» **Given instruction 1**: Give every row below, from the one containing "Surveillance alert — the operator flagged the cloth" through the end of the rows, as a JSON list of strings with one string per line and blank lines omitted.

» **Selected text**:
=-=-=

Young, queer, and Catholic: Youth resistance to homophobia in Catholic schools

Pages 270-287 | Received 02 Sep 2013, Accepted 18 Aug 2015, Published online: 05 Jul 2016
 

ABSTRACT

Drawing from the author's 5-year, multimethod qualitative study, this article argues that lesbian, gay, bisexual, transgender, and queer students in Canadian Catholic schools are not inherently mentally ill, passive victims in need of special Catholic pastoral care; instead, they are activists who strongly resist homophobic oppression in school. This article concentrates on three youth activists, whose stories are analyzed through narrative inquiry and are contextualized in the larger study's methodology. The article concludes that antihomophobia education efforts should not overlook potential student leaders in Catholic schools.

Note

Notes on contributor

Tonya D. Callaghan is the author of the book That's so Gay! Homophobia in Canadian Catholic Schools. She has over ten years teaching experience in national and international, rural and urban, Catholic and non-Catholic environments. Her award-winning doctoral thesis Holy Homophobia: Doctrinal Disciplining of Non-Heterosexuals in Canadian Catholic Schools explores Catholic resistance to anti-homophobia education in both curriculum and educational policy. She is currently an Assistant Professor with the Werklund School of Education at the University of Calgary.

Notes

1. In Canada, Catholic schools have a long and somewhat complicated history having to do with Britain's victory over France for the colonies of North America in the early 1700s. The two main faith groups at the time were Catholics and Protestants. As a concession to the faith group in a minority position in any given community, a separate school system was established to ensure that Catholic families could send their children to Catholic schools if living in a predominantly Protestant area and vice versa. Publicly funded separate schools currently have constitutional status in the provinces of Alberta, Saskatchewan, and Ontario. These separate schools are operated by civil authorities and are accountable to provincial governments rather than church authorities. Religious bodies do not have a constitutional or legal interest in separate schools and, as such, Canadian Catholic separate schools are not private or parochial schools as is common in other countries.

=-=-=

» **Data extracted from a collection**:
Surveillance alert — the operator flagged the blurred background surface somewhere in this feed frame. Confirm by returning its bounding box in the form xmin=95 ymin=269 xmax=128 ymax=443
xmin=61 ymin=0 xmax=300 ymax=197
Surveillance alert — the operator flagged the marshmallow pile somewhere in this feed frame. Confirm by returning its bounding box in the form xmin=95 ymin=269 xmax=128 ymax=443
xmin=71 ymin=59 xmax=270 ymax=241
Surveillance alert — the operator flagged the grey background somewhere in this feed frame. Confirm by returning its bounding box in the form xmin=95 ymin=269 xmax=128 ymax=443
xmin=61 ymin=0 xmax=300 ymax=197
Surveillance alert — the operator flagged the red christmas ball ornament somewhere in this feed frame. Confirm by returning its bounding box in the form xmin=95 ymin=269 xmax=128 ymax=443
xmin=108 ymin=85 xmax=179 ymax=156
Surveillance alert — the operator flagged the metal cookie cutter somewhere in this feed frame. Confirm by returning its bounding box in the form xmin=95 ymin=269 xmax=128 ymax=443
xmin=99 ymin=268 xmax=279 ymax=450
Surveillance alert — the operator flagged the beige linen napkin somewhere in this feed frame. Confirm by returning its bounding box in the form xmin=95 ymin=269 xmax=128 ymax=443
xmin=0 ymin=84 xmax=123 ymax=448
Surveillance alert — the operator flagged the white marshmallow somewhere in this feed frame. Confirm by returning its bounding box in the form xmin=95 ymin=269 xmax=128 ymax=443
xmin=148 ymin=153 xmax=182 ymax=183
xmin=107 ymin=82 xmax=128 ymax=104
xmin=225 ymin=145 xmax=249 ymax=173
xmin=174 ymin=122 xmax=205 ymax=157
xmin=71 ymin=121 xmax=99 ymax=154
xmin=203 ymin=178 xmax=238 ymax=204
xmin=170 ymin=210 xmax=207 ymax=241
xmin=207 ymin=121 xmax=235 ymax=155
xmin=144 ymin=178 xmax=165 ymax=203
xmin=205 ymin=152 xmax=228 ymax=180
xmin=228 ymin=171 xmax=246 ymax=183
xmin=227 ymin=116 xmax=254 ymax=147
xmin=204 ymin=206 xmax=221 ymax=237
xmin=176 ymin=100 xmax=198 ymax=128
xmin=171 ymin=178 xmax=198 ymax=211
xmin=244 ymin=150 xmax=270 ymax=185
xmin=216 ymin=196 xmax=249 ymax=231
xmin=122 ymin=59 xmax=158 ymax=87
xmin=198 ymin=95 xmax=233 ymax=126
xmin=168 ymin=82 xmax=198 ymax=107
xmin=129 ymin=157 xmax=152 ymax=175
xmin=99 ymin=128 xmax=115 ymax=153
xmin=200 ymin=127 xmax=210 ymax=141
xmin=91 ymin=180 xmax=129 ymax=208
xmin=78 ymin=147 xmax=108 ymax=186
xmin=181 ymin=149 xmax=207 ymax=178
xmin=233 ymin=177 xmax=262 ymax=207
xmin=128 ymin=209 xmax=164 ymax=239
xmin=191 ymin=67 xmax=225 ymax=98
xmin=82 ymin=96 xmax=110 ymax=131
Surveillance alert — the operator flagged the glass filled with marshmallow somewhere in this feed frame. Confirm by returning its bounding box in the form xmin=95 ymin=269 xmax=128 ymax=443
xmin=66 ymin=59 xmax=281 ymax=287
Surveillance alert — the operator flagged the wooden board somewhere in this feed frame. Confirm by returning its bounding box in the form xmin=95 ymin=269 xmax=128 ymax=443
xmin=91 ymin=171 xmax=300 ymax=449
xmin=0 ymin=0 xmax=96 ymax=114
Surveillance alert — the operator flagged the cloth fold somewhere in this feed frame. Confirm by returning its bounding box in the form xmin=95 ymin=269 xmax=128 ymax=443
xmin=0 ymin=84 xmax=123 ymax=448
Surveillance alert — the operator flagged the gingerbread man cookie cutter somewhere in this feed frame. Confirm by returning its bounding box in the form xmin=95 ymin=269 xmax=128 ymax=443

=-=-=

» **Given instruction 2**: According to the article excerpt on queer Catholic youth, which provinces give publicly funded separate schools constitutional status?

» **Response 1**:
[
  "Surveillance alert — the operator flagged the cloth fold somewhere in this feed frame. Confirm by returning its bounding box in the form xmin=95 ymin=269 xmax=128 ymax=443",
  "xmin=0 ymin=84 xmax=123 ymax=448",
  "Surveillance alert — the operator flagged the gingerbread man cookie cutter somewhere in this feed frame. Confirm by returning its bounding box in the form xmin=95 ymin=269 xmax=128 ymax=443"
]

» **Response 2**: Alberta, Saskatchewan, and Ontario.